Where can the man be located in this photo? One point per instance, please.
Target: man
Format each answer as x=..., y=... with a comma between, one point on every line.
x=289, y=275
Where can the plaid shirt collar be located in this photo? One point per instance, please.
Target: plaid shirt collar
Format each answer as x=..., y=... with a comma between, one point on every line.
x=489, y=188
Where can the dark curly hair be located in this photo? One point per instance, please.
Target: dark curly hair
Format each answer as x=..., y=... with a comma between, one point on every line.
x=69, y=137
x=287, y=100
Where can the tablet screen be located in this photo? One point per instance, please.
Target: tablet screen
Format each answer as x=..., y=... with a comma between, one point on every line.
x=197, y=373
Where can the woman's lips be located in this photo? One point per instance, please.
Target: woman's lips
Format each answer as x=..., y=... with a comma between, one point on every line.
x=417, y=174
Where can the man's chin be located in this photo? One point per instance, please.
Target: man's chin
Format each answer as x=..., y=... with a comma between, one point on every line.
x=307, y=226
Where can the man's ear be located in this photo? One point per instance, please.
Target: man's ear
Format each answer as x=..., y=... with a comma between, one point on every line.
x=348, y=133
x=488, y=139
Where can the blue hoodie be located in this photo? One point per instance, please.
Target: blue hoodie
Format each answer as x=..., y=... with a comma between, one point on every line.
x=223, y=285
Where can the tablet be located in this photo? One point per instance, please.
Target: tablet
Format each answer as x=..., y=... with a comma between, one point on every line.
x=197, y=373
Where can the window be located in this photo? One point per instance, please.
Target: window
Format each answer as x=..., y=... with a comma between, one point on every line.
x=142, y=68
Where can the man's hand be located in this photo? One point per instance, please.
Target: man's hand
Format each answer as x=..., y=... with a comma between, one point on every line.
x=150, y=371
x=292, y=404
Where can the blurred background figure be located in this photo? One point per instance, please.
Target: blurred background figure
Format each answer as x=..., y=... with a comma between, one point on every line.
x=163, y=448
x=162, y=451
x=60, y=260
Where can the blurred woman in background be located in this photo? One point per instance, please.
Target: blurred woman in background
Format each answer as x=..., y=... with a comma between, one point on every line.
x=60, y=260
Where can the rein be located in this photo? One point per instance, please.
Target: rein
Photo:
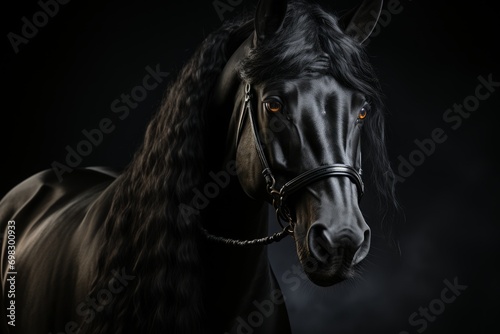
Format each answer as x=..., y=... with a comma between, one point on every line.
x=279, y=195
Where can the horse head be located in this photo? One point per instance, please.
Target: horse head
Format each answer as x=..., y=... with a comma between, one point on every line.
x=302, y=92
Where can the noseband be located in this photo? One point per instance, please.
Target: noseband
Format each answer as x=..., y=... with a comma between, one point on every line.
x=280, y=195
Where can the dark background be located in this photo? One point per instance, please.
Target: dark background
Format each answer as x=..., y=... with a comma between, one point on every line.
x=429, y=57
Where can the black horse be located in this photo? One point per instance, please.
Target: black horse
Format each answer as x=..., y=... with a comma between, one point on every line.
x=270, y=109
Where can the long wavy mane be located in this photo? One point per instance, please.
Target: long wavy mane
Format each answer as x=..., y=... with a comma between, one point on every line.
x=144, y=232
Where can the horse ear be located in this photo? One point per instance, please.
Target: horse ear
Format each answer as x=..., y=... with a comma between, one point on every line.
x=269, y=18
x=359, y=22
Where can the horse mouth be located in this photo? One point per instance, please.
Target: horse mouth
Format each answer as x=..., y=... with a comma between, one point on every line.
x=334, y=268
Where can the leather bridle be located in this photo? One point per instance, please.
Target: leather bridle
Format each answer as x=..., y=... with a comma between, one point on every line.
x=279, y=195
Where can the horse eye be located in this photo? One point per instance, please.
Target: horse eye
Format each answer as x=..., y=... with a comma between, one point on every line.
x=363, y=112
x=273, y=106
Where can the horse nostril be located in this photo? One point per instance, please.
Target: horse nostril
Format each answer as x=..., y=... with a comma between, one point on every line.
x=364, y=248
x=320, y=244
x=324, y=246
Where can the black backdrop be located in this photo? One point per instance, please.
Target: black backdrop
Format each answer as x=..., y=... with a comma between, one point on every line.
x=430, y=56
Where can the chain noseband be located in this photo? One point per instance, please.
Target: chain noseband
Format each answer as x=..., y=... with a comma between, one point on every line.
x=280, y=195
-*-*-
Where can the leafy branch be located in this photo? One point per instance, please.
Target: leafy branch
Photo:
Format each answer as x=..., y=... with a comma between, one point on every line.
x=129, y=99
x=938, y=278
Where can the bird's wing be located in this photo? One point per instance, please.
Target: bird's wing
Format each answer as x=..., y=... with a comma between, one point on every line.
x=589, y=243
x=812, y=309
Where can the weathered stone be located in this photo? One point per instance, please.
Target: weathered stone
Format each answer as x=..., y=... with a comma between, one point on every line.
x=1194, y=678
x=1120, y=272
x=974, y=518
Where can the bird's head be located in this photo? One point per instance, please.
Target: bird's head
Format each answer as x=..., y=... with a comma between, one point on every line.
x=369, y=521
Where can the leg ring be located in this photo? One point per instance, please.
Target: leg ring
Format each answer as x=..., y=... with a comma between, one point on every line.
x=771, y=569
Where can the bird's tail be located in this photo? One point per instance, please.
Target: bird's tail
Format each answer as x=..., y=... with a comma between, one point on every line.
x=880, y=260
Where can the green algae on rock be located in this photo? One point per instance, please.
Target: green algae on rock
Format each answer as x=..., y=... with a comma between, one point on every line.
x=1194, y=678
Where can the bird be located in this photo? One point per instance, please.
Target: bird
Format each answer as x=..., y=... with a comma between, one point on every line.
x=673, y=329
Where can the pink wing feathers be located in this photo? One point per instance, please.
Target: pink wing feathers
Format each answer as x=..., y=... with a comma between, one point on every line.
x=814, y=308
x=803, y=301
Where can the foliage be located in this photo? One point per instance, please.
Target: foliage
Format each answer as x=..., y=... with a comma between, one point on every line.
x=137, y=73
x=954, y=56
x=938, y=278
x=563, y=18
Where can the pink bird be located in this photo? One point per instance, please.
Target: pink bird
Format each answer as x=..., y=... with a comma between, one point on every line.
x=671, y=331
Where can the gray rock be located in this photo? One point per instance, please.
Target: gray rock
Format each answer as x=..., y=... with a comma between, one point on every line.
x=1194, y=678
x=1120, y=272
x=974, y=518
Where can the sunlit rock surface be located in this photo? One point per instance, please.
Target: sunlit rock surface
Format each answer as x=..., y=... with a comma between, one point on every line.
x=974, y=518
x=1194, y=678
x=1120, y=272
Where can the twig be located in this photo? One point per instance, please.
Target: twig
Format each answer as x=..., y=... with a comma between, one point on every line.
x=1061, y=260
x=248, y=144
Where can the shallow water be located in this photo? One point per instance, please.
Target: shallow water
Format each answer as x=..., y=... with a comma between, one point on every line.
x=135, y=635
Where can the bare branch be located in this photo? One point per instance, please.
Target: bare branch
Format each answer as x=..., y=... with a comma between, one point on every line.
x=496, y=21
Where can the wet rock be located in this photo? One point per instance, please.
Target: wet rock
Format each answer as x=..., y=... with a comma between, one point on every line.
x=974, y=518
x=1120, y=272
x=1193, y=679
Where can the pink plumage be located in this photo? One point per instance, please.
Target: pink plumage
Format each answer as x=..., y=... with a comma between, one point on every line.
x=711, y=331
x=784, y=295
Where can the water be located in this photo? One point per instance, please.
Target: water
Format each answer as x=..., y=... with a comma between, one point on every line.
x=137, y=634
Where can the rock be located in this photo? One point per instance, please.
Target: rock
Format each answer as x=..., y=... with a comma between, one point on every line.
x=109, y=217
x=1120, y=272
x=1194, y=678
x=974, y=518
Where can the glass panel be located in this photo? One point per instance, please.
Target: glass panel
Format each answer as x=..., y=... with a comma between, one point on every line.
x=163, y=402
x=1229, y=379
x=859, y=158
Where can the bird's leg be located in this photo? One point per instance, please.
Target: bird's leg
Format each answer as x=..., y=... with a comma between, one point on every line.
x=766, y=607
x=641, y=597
-*-*-
The task: Please write out the data from the line containing "Where can the noseband" through the line containing "x=334, y=268", both of those lines included, copying each one word for word.

Answer to this problem:
Where can the noseband be located in this photo? One point per instance, please.
Target: noseband
Format each answer as x=..., y=... with a comma between, one point on every line.
x=280, y=195
Where can the dark background be located in this photo? One point per instance, please.
Target: dark background
Format each answer as x=..., y=... with a comma between, one point on every line.
x=429, y=57
Where can the black horse be located in this photo? One point per instance, please.
Target: black horse
Format each answer as x=..., y=... with a comma between, one point on every line.
x=270, y=109
Where can the long wavy mane be located in this photo? One point per instance, please.
Target: long wavy mane
Format each answer as x=..., y=... with a comma between, one point on every line.
x=144, y=232
Where can the horse ear be located in this photo? One point per instance, please.
Target: horse ear
Format each answer as x=..., y=... with a comma between, one point on every line.
x=269, y=18
x=359, y=22
Where can the horse mouth be located in this photo? One point per instance, please.
Target: horse mouth
Format each answer as x=..., y=... with a comma between, one point on every line.
x=334, y=268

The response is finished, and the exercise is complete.